→ AUFGABEN
A. Aktualisiere den Textauszug beginnend bei „Warum sich die“ und endend bei „kommenden Montag (29.8.).“, indem du „Mäzene“ durch „Förderer“ ersetzt. Gib diesen Abschnitt dann vollständig wieder.
B. Stimmen die folgenden Aussagen mit dem Textauszug überein? Antworte jeweils mit Ja oder Nein und zitiere die entscheidenden Worte.
(i) Günter Thomas ist Theologe in Bochum.
(ii) Er sieht insgesamt zehn Baustellen.
(iii) Laut Textauszug darf in westlichen Gesellschaften niemand über den Papst Witze machen.
C. Wen würdigt der Michel laut Textauszug mit dem Namen des Besucherzentrums?

→ TEXTAUSZUG
■ ■ ■ ■ ■ ■ ■

Unsere 13 Baustellen (II)

Warum sich die evangelische Theologie ehrlich machen sollte
Baustelle des Besucherzentrums "Powalla Forums" an der Hamburger Hauptkirche St. Michaelis (26. April 2022). Mit dem Namen würdigt der Michel die beiden Mäzene Günter und Liselotte Powalla.
Foto: epd
Baustelle des Besucherzentrums "Powalla Forums" an der Hamburger Hauptkirche St. Michaelis (26. April 2022). Mit dem Namen würdigt der Michel die beiden Mäzene Günter und Liselotte Powalla.

Stimmen die Grundparameter des Denkens in der heutigen Theologie noch? Der Bochumer Systematische Theologe Günter Thomas meint, dass sich der christliche Gottesbegriff vielerorts in eine diffuse Natur- und Ökoromantik von zweifelhafter Substanz aufzulösen droht. Er diagnostiziert 13 Baustellen evangelischer Schöpfungstheologie der Gegenwart. Nach den ersten vier am Montag, nun die nächsten fünf. Der Abschluss dann am kommenden Montag (29.8.).

5. Baustelle: Heilige Natur. Tatsächlich?

Die Grenze zwischen einer ökologischen Ethik und einer die Natur, die Erde oder Gaya als heilig empfindenden Spiritualität, ist fließend. Bemerkenswerterweise ist es eine dezidiert nach- beziehungsweise a-theistische Theologie wie die Dorothee Sölles, die im deutschsprachigen Kontext die Schöpfung für heilig erklärte. Aber auch Jürgen Moltmann gesellt sich ihr in dieser Sache bei. Christlich-theologisch kommen sogenannte panentheistische Theologien, die das Göttliche (als Geist, als Christuslogos et cetera) in allem was ist, sehen möchten, letztlich kaum umhin, die Natur als heilig zu betrachten. Es drängt sich der Eindruck auf: Die nachtheistische Kirche scheint ihre Religionslosigkeit nicht ertragen zu können. Was aber, wenn weder das Leben noch die Natur für sich heilig sind, sondern vom heiligen Gott geschaffen und gehalten?

Dass die katholische Theologie sich diesem Trend gegenüber aufgeschlossen zeigt („Laudato si“) überrascht nicht. Indigene und ökofeministische Ansätze zur Mutter Erde zielen in die gleiche Richtung. Dass diese Orientierung den kirchlichen Diskurs da schon bestimmt, wo die entsprechenden Begriffe noch andere sind, zeigt eine Testfrage: „Worüber darf man keine Witze machen?“ Wo der Witz endet, beginnt in jeder Gesellschaft heiliges Territorium. Über den Papst darf in westlichen Gesellschaften heute jedermann Witze machen, über Greta Thunberg als Wächterin der Natur nicht. Manche werden diesen Hinweis schon als unstatthaft erachten.

■ ■ ■ ■ ■ ■ ■

→ ROHDATEN
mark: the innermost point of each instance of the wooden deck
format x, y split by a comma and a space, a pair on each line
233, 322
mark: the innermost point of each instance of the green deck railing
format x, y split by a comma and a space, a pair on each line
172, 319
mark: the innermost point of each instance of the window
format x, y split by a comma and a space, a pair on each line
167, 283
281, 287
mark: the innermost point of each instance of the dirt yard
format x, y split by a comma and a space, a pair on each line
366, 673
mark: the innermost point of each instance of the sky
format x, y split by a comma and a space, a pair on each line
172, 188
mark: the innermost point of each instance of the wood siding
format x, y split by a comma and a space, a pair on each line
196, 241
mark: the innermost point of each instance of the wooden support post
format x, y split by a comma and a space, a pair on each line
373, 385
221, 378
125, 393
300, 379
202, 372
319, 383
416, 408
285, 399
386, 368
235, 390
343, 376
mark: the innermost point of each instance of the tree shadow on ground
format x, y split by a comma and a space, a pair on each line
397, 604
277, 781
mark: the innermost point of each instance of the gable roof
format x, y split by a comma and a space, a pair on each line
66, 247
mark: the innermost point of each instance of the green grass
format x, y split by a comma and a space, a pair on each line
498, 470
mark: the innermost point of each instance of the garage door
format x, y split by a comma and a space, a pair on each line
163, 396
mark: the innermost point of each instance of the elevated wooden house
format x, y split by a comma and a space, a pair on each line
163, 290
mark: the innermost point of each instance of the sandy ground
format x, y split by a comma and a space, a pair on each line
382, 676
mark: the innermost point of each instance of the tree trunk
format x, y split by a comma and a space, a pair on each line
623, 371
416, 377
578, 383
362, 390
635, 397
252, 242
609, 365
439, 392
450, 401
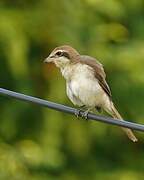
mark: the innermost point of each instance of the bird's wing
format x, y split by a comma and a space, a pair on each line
98, 70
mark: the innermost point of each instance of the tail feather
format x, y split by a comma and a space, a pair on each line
128, 131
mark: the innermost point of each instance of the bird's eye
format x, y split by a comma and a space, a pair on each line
59, 53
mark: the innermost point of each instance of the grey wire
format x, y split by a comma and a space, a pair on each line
70, 110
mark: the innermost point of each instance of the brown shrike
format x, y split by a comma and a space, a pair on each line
85, 81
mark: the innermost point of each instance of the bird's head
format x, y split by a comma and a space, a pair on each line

■ ■ ■ ■ ■ ■ ■

→ LÖSUNGEN
A.
Warum sich die evangelische Theologie ehrlich machen sollte
Baustelle des Besucherzentrums "Powalla Forums" an der Hamburger Hauptkirche St. Michaelis (26. April 2022). Mit dem Namen würdigt der Michel die beiden Förderer Günter und Liselotte Powalla.
Foto: epd
Baustelle des Besucherzentrums "Powalla Forums" an der Hamburger Hauptkirche St. Michaelis (26. April 2022). Mit dem Namen würdigt der Michel die beiden Förderer Günter und Liselotte Powalla.

Stimmen die Grundparameter des Denkens in der heutigen Theologie noch? Der Bochumer Systematische Theologe Günter Thomas meint, dass sich der christliche Gottesbegriff vielerorts in eine diffuse Natur- und Ökoromantik von zweifelhafter Substanz aufzulösen droht. Er diagnostiziert 13 Baustellen evangelischer Schöpfungstheologie der Gegenwart. Nach den ersten vier am Montag, nun die nächsten fünf. Der Abschluss dann am kommenden Montag (29.8.).

B.
(i) Ja: „Der Bochumer Systematische Theologe Günter Thomas“
(ii) Nein: „Er diagnostiziert 13 Baustellen evangelischer Schöpfungstheologie der Gegenwart.“
(iii) Nein: „Über den Papst darf in westlichen Gesellschaften heute jedermann Witze machen“

C. Die beiden Mäzene Günter und Liselotte Powalla.